**PASSAGE TO READ**
— BEGIN —
# Plan of action



## Sooner (Feb 1, 2008)

I recently had the opportunity to bid on a chain of stand-alone drugstores in my area, 30 in all. The size of each lot varies from 50 to 100 parking spaces/store. I will be blowing/sweeping/emptying trash/policing landscaping (not all stores have landscaping and those that do have very little). Most stores are less than 5-10 miles apart but a few are 20+miles out of mid-town in suburbs. The district mgr. was unsure of the frequency of each store, so I showed him from 1/week to nightly bids on each store. I am uncertain as to how many stores of this size/service level I can expect to accomplish/night with one truck (Schwarze S348I) and worker. Also, I am not sure what to do with all of those full trash bags, as there are two receptacles/store and their dumpsters are locked up b/c of prescription info laws. I currently have few enough contracts where I can finish each night and empty/clean my truck during the day at the local dump, but I forsee filling my truck up more than once each night and am not sure where I will be able to dump it in order to continue w/the night's sweeping! Thank you in advance for any suggestions/comments.


----------



## cleansweep (Jan 9, 2007)

Ask the district mgr for keys to all or some.(if prescip laws allow) 

Locate you own bin on some of the sites- it will cost out of pocket but save your trip to dump.


----------



## Sooner (Feb 1, 2008)

*No Keys*

Keys are a no-go. Prescrip Laws don't allow. The current sweeping co. just chucks the bags over the fence into the dumpster area and expects the trash co. to pick them up! I refuse to do something like that. I guess I'll talk to the sanitation dept. and see about getting a few dumpsters. I thought about hiring a day porter to drive a pickup to each store and empty trash/police landscaping and take the bags w/him. Then my truck can just come through and blow/sweep each store. Not sure if the cost would be worth an extra guy/truck vs. time it would save, thus increasing the number of stores we could do/night.
— END —
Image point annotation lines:
— BEGIN —
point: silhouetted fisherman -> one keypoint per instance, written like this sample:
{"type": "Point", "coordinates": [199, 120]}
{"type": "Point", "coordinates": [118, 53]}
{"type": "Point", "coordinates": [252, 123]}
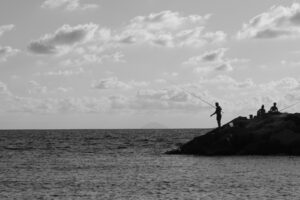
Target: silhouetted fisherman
{"type": "Point", "coordinates": [218, 112]}
{"type": "Point", "coordinates": [261, 111]}
{"type": "Point", "coordinates": [274, 109]}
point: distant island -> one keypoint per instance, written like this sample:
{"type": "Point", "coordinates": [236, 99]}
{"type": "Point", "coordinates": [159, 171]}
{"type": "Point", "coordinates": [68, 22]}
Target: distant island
{"type": "Point", "coordinates": [272, 134]}
{"type": "Point", "coordinates": [154, 125]}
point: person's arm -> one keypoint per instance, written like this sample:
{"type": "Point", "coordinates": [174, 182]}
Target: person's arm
{"type": "Point", "coordinates": [213, 113]}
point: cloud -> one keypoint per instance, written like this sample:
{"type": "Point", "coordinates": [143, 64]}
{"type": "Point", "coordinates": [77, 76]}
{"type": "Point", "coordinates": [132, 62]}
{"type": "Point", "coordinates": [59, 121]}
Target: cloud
{"type": "Point", "coordinates": [110, 83]}
{"type": "Point", "coordinates": [63, 39]}
{"type": "Point", "coordinates": [36, 88]}
{"type": "Point", "coordinates": [6, 28]}
{"type": "Point", "coordinates": [6, 52]}
{"type": "Point", "coordinates": [69, 5]}
{"type": "Point", "coordinates": [213, 61]}
{"type": "Point", "coordinates": [209, 56]}
{"type": "Point", "coordinates": [114, 83]}
{"type": "Point", "coordinates": [65, 73]}
{"type": "Point", "coordinates": [169, 29]}
{"type": "Point", "coordinates": [278, 22]}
— END —
**GIVEN PROBLEM 1**
In the parking lot sweeping thread, how many stand-alone drugstores are in the chain that Sooner had the chance to bid on?
**GIVEN PROBLEM 2**
Carry on the parking lot sweeping thread from its final post.

**WRITTEN ANSWER 1**
30

**WRITTEN ANSWER 2**
----------



## hickslawns (Dec 18, 2004)

Sooner-Just get a dumpster. Dump at your shop or wherever you set your dumpster. You can dump before you go out, and while out if need be. We do several large retail stores in one night with 6 cans in one plaza and do not need to empty our smaller truck. Haven't gotten our new truck in service yet, but certainly expect to dump once a night just like the other.


----------



## Sooner (Feb 1, 2008)

When I had just started my business, I was using a friend's dumpster at his business and we just upped the times/week it was emptied. The manager for the trash co. called me and said that I couldn't dump in dumpsters with my truck becasue of the amount of dirt made the dumpsters too heavy. I don't pick up an inordinate amount of dirt vs. any other sweeper to my knowledge. Is this guy right, or is he just being difficult? We worked out a deal and now I go to the dump in the mornings and empty my truck, but would much rather have a dumpster of my own at my place to save trips to the dump and have the ability to dump/clean my truck as soon as I get back from my route. Should I go up there and raise hell until he agrees to let me use a dumpster?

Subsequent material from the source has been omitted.